-- Start RECORDS PROVIDED --

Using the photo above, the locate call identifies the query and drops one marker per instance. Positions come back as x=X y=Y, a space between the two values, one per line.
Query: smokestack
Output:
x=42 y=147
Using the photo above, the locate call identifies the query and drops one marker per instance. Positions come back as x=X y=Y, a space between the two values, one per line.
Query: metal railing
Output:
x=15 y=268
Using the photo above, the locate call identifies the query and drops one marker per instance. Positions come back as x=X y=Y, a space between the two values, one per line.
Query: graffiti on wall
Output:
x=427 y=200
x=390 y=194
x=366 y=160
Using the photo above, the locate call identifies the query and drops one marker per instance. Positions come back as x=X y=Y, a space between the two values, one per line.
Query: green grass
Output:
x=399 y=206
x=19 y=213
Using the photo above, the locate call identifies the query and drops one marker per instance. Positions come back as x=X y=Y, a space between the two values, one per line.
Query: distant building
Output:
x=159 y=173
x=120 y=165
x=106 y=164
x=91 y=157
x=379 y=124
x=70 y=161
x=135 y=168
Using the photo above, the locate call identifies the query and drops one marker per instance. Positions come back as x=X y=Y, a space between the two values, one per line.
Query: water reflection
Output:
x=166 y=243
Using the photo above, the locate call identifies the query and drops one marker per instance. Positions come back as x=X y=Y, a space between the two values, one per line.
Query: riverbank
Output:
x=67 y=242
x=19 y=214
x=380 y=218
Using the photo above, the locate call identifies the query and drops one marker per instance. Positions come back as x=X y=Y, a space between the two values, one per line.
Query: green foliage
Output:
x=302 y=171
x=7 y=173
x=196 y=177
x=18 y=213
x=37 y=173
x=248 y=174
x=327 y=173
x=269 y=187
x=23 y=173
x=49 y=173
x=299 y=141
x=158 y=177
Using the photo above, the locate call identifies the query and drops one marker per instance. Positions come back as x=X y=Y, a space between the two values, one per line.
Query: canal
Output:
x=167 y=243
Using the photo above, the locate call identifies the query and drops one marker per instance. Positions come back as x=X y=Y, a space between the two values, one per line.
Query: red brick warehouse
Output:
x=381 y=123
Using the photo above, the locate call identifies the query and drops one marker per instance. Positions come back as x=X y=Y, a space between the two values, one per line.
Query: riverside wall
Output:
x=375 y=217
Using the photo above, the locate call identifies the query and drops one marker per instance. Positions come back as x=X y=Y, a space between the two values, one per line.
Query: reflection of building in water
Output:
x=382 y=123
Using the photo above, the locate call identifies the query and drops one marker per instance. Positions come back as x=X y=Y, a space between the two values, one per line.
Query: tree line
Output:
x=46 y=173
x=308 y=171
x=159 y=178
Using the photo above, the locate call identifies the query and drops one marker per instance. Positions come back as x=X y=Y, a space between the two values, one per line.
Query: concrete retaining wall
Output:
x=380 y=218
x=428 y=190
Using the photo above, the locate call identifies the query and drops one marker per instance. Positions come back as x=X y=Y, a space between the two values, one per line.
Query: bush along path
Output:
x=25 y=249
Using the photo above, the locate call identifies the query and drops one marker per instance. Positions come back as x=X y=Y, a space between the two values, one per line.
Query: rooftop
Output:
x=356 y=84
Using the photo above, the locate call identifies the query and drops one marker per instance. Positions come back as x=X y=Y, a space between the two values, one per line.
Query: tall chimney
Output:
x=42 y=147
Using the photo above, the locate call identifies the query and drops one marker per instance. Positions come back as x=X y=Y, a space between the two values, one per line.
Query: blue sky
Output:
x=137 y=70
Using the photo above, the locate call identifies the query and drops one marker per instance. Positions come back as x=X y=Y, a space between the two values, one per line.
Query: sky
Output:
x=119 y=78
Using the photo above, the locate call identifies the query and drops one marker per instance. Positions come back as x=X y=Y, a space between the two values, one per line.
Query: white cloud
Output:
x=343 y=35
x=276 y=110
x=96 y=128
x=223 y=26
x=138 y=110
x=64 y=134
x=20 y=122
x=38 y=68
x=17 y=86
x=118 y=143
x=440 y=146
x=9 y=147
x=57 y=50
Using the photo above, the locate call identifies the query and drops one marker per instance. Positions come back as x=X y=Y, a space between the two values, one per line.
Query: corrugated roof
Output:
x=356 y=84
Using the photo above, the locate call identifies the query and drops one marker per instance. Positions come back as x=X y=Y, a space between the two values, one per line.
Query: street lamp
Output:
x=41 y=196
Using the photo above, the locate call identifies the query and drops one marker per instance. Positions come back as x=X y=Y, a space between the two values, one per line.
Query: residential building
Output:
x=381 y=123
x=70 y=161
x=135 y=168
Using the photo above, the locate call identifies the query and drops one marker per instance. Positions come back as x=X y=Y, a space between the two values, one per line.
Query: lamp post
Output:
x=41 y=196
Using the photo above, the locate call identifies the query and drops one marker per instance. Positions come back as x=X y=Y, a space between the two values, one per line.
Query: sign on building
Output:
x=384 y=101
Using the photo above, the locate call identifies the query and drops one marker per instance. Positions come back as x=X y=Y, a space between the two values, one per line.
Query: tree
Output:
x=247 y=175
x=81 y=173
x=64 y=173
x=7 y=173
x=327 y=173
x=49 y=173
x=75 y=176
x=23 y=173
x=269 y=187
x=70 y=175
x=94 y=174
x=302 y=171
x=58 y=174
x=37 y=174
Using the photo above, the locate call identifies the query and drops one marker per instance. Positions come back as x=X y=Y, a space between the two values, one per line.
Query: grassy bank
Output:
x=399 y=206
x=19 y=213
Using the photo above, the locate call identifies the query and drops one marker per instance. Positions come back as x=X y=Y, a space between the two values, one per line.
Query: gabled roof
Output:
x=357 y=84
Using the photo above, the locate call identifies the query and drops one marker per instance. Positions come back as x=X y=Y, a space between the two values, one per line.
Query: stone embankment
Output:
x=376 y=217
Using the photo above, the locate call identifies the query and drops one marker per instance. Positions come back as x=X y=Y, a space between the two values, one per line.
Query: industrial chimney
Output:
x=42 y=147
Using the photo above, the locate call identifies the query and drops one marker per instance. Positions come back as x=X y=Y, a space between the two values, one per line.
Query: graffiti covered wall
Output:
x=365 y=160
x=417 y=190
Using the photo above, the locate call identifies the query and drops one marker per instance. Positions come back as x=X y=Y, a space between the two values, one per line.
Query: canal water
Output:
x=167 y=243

-- End RECORDS PROVIDED --

## EXERCISE REQUIREMENTS
Can you write out the records again, starting at their first line and continuing through the line with "x=366 y=160", requests included, with every x and y coordinate in the answers scaled by 0.2 and rounded to a whole number, halves rounding up?

## RESULT OF THE EXERCISE
Using the photo above, the locate call identifies the query and drops one marker per instance. Positions come back as x=X y=Y, a space between the two values, one per line.
Query: smokestack
Output:
x=8 y=29
Using the photo above, the locate call identifies the query and drops one marker per instance. Positions come back as x=X y=Y, a space between the two values, one per line.
Query: metal railing
Output:
x=3 y=54
Using the photo above, the locate call identifies the query and drops one marker per instance. Positions come back as x=X y=Y, a space between the two values, one per line.
Query: graffiti on wall
Output:
x=85 y=40
x=78 y=39
x=73 y=32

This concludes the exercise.